Natural-language object grounding data
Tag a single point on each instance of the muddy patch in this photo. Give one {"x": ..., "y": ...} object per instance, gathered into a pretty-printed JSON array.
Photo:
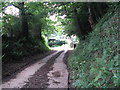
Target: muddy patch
[{"x": 39, "y": 79}]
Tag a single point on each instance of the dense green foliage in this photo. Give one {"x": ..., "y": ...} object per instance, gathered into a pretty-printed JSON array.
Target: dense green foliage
[
  {"x": 22, "y": 34},
  {"x": 95, "y": 60}
]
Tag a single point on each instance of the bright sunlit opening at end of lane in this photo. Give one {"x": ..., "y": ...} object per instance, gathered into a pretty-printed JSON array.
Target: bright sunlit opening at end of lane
[{"x": 54, "y": 17}]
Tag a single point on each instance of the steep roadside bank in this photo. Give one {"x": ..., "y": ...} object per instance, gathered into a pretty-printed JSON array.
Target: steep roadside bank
[{"x": 95, "y": 61}]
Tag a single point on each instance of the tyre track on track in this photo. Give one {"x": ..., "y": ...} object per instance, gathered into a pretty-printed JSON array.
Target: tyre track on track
[
  {"x": 40, "y": 77},
  {"x": 28, "y": 73}
]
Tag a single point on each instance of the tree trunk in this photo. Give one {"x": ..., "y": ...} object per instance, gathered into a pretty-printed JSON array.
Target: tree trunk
[{"x": 24, "y": 20}]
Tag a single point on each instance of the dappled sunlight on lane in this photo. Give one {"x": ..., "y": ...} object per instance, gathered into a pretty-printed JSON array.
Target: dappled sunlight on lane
[{"x": 63, "y": 47}]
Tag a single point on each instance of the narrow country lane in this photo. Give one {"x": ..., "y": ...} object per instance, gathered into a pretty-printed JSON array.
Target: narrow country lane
[{"x": 50, "y": 72}]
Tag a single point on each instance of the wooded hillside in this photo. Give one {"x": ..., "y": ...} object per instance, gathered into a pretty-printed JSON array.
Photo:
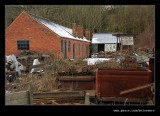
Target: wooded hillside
[{"x": 137, "y": 19}]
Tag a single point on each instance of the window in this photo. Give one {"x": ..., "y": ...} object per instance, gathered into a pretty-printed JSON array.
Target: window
[
  {"x": 23, "y": 44},
  {"x": 69, "y": 45},
  {"x": 62, "y": 45}
]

- _Exercise requirements_
What is needed here is an exact transcript of the data above, pictures excluded.

- _Completed task_
Tag a single point on each instance of the muddy patch in this photo. Give one {"x": ..., "y": ...} object per instance, gathered into a pretty-printed JSON array.
Photo:
Target: muddy patch
[{"x": 39, "y": 79}]
Tag a single point on each instance of the dense green foliage in this photo. Give one {"x": ..., "y": ...} object per instance, gathered into a pretty-printed JSON array.
Target: dense green foliage
[
  {"x": 22, "y": 34},
  {"x": 95, "y": 60}
]
Tag a single point on each instance of the bright sunlit opening at end of lane in this photo. Give one {"x": ..., "y": ...} object per instance, gathered into a pretty-printed JSON array.
Target: bright sunlit opening at end of lane
[{"x": 54, "y": 17}]
Tag a single point on each instance of the steep roadside bank in this photo. Give one {"x": ..., "y": ...} object per instance, gathered into a pretty-printed JSON array.
Target: steep roadside bank
[{"x": 95, "y": 61}]
Tag a single point on each instance of the tyre track on track in this photo. Give one {"x": ..., "y": ...} object per instance, gathered into a pretty-printed JSON array.
Target: tyre track on track
[
  {"x": 40, "y": 77},
  {"x": 28, "y": 73}
]
Tag a single point on each instance of the tree trunk in this photo. Give one {"x": ..., "y": ...} object per instance, gathered into a pretty-printed JSON array.
Target: tree trunk
[{"x": 24, "y": 20}]
Tag a single point on each instance of the dappled sunlight on lane in this photo. Give one {"x": ..., "y": ...} object per instance, gathered into a pretty-printed JSON array.
Target: dappled sunlight on lane
[{"x": 63, "y": 47}]
Tag a single point on each instance of the narrow country lane in this photo. Give one {"x": ..., "y": ...} object per instance, gathered into a pretty-printed JSON array.
Target: narrow country lane
[{"x": 50, "y": 72}]
Tag a single point on each instance of the wooded hillside in this photo. Give one {"x": ..., "y": ...} object per instance, gathered into a pretty-printed JSON array.
Photo:
Target: wooded hillside
[{"x": 137, "y": 19}]
Tag a single point on each instance of the window in this photo. Give one {"x": ..., "y": ...} object per instance, gathered into a pretty-printed JSON array.
Target: window
[
  {"x": 23, "y": 44},
  {"x": 69, "y": 45},
  {"x": 62, "y": 45}
]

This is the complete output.